- Letter from the President
All AAP members are committed to children, families, the practice of pediatrics, our Academy and each other. We sometimes, however, have different ideas about what’s important for children and families, what pediatricians need, and which areas of pediatrics require the AAP’s strongest focus. I frequently hear the lament that pediatrics has become divided. In primary care, the change from predominately small individual or group practice to institutional employment has been swift and will continue.
Do we focus our advocacy and leadership on pediatricians who remain in independent practice or help our increasing number of employed pediatricians become leaders in their institutions? Can we do both? Are their interests different? How are they the same?
What is the best way to help pediatricians in practice, anyway? Is it to defend them and fight off change? Or is it to lead them toward change and provide them with the tools to make this transition successfully?
Furthermore, general pediatrics itself has become split between community practice and in-patient hospital medicine. The “compleat pediatrician” that was the model 30 years ago is disappearing. What about our many subspecialists and their interests?
And while we have many fantastic Section on Medical Students, Residents and Fellowship Trainees and early career members actively involved and leading us into the future, there is a silent majority of young pediatricians out there with whom we need to better engage.
The sky is not falling. The AAP has more members than ever. We’re the most trusted and respected professional physicians group in our country, and the breadth and depth of our actions and reach are extraordinary. Wherever I go to represent pediatricians and the AAP, I feel the admiration we engender. Even the occasional criticism of our actions occurs because the world and our members expect us to be the most ethical, concerned and caring community of professionals.
No, the sky is not falling, but the ground beneath us is shifting. In the end, I know we have many more shared interests than separate ones. As pediatricians, we align on a noble cause — the optimal health and well-being of children and youth. Only together and only united can we effectively move our individual and collective agendas into the future.

[Stored data]
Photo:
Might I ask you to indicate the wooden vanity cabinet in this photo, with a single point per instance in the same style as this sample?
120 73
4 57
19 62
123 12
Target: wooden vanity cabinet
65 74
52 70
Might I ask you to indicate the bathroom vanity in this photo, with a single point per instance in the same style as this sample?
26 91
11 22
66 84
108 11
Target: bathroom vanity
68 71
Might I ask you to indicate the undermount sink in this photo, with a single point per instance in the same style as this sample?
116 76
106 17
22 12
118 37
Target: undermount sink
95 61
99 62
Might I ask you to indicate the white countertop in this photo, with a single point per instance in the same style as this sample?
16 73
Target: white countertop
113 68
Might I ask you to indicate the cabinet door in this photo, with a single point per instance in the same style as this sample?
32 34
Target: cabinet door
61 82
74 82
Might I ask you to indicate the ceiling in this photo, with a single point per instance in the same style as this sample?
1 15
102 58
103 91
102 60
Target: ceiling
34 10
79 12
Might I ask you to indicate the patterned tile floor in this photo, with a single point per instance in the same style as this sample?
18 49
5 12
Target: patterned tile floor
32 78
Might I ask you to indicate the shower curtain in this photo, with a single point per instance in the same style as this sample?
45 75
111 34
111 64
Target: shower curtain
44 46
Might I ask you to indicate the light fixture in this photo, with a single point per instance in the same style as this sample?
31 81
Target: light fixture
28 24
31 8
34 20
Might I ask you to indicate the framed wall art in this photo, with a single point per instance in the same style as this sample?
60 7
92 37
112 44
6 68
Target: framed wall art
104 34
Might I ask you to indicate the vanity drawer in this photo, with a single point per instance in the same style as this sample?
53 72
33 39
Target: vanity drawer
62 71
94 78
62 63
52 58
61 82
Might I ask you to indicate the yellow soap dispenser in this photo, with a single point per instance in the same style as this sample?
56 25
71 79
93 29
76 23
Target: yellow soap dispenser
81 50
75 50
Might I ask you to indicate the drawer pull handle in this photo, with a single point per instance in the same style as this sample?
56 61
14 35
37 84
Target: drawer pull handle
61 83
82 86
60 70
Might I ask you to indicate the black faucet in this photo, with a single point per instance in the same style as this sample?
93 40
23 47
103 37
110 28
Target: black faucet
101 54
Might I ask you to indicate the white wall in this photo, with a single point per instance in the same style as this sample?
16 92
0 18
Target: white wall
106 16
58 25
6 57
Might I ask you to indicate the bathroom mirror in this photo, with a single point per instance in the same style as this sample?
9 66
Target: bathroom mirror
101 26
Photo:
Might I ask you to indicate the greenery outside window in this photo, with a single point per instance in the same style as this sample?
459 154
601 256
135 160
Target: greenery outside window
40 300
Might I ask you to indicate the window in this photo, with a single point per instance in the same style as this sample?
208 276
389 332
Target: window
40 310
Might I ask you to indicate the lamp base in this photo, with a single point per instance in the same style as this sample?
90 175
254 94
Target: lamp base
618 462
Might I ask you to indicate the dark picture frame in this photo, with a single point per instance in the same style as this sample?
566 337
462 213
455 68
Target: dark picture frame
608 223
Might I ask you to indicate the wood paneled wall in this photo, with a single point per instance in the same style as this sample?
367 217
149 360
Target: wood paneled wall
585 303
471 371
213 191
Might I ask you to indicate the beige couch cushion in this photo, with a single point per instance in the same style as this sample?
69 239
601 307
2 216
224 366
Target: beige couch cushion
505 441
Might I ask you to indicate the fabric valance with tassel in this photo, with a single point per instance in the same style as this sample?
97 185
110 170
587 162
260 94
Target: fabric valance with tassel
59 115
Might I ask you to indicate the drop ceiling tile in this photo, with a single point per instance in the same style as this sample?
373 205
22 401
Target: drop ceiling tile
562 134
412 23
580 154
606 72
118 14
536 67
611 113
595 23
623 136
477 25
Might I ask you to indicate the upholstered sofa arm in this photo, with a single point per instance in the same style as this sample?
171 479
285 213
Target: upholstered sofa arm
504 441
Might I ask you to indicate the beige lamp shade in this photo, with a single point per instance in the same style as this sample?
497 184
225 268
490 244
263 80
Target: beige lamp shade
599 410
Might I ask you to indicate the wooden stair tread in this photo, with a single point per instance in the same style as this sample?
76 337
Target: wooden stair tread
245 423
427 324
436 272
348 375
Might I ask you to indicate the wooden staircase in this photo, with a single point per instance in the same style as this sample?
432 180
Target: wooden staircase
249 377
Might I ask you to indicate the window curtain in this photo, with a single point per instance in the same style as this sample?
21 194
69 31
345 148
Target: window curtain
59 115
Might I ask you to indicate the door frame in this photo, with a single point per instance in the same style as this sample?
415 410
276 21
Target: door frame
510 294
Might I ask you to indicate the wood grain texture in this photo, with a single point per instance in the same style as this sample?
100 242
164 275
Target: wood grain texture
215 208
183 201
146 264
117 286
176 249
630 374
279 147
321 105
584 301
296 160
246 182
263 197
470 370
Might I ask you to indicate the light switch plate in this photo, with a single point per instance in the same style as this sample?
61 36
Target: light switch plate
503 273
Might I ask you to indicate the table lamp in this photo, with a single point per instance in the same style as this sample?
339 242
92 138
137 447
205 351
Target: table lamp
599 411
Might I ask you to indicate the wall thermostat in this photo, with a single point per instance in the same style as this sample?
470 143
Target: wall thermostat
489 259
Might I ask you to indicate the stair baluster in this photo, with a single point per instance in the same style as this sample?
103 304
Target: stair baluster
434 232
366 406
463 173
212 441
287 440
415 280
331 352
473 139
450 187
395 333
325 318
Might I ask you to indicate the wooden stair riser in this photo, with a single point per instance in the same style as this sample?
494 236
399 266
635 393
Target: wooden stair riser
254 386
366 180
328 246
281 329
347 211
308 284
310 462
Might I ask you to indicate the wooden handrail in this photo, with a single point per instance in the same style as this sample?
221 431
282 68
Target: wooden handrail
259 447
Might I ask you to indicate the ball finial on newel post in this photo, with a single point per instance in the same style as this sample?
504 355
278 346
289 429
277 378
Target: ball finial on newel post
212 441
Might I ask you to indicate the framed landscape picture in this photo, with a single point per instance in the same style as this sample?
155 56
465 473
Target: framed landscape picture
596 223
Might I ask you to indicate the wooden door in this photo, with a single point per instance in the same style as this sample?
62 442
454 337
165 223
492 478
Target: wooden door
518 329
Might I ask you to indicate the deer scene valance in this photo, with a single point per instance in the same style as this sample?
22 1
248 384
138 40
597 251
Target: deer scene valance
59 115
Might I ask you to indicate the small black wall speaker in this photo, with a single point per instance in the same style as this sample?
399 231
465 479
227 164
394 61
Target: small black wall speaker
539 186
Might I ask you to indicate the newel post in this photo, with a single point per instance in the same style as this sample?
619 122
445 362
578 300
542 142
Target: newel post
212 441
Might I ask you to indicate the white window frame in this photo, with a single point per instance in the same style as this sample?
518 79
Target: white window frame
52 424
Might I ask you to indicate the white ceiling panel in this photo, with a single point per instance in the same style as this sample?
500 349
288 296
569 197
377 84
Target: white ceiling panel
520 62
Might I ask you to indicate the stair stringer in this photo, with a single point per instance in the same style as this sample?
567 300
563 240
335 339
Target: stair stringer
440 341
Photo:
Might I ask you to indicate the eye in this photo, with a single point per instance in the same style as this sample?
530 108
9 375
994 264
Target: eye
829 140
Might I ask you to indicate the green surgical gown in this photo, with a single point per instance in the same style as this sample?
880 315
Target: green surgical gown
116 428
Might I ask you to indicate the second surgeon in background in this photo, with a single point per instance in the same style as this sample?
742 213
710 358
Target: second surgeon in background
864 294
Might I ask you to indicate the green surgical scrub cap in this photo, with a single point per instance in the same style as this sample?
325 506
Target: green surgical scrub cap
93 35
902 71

Work task: Extend the president's letter on divisions within pediatrics, beginning after its last sentence. The rows have no connection to the letter.

Output:
Our annual National Conference & Exhibition last October in Washington, D.C., was a shining example of how united we really are. There, thousands of pediatricians — generalists and subspecialists, community pediatricians and hospitalists, young pediatricians and seniors, pediatricians of varied racial and ethnic backgrounds, and those from every part of the rainbow flag — came together to learn, share and make a difference. At the close of the conference, many of us stood in front of the U.S. Capitol to raise our voices in support of children and families and to encourage our elected senators and representatives in their efforts to help children. It was thrilling to be part of such a celebration of pediatrics!
E pluribus unum is the motto that appears in the mouth of the eagle on the Great Seal of the United States. It originally represented the different colonies joining together to fight tyranny and give birth to the United States; but over the years, it came to represent the many different people who came to this country (from many different places and under varying circumstances, including slavery) joining together in the melting pot that is the United States.
Recent events at home and abroad have made many of us more committed than ever to diversity and the idea that diverse citizens coming together is what our great country stands for. I promise, with your help, to make this the watchword of our great organization as well. The diversity that appears to divide us in actuality is our strength!
E pluribus unum: out of many, one.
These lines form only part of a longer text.